--- Data entries ---
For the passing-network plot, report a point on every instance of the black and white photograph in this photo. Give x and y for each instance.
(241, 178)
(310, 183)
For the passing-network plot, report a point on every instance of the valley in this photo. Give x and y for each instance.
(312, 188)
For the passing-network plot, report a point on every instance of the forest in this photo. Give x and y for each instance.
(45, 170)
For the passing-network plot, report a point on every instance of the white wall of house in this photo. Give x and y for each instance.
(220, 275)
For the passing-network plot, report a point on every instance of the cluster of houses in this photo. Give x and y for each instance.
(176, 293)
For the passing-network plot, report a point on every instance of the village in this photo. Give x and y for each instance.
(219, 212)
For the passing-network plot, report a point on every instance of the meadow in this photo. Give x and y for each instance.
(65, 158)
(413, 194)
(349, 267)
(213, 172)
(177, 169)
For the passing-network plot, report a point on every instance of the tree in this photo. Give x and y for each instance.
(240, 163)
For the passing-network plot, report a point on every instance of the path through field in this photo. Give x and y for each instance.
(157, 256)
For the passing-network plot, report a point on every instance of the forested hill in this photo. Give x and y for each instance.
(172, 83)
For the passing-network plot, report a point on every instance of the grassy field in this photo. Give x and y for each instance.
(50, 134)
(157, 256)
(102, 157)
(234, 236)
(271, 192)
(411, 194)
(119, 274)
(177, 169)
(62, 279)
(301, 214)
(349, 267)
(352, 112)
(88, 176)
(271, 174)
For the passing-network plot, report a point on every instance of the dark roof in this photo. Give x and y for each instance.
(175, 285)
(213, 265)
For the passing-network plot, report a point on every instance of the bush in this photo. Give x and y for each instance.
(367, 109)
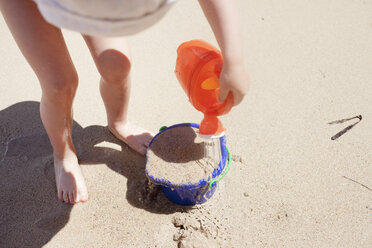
---
Given exercise: Express all the records above as a JSON list of strings, one string per line, with blank lines skipped. Omit the picture from the answer.

Result of this task:
[
  "For the passing-network plot, report a point on every instance of the black and white photograph in this photo. Give x and y for each instance.",
  "(241, 178)",
  "(310, 183)",
  "For the passing-network plot, report a point on every instance of the valley in this photo. Give x and y for each instance.",
  "(312, 188)",
  "For the passing-network plot, report a point on every instance of the forest in this photo. Give x and y for each instance.",
  "(45, 170)",
  "For the passing-network plot, report a point on every instance of the white wall of house in this photo. Give x and y for each instance.",
  "(220, 275)",
  "For the passing-network plot, report a point on every instance of the cluster of houses in this photo. Give x and y for each instance.",
  "(176, 293)",
  "For the passing-network plot, report a point on every instance of the village in this photo. Give x and y for each instance.",
  "(219, 212)",
  "For the passing-network plot, report a point on every instance of the meadow in this photo. Give x and y for each instance.",
  "(65, 158)",
  "(413, 194)",
  "(349, 267)",
  "(213, 172)",
  "(177, 169)",
  "For the passing-network plot, report a point on every instance of the tree in this photo. Give x and y for each instance.",
  "(240, 163)",
  "For the passing-network plot, report a point on every instance of the path through field in this photo. Give x and y for each instance.",
  "(157, 256)",
  "For the passing-network plot, report a point on every instance of the forested hill in this photo. Give x and y for each instance.",
  "(172, 83)",
  "For the passing-network plot, report a point on every instance of the grassy field in this photo. Give x and y for each instance.",
  "(50, 134)",
  "(157, 256)",
  "(102, 157)",
  "(234, 236)",
  "(271, 192)",
  "(411, 194)",
  "(119, 274)",
  "(177, 169)",
  "(62, 279)",
  "(301, 214)",
  "(349, 267)",
  "(352, 112)",
  "(88, 176)",
  "(271, 174)",
  "For the passing-network plot, report a point on every instance of the dark roof in this photo. Give x and y for each instance.",
  "(175, 285)",
  "(213, 265)",
  "For the passing-network plot, report a point on every instance of the bush in this photo. Give x and y for each instance.",
  "(367, 109)"
]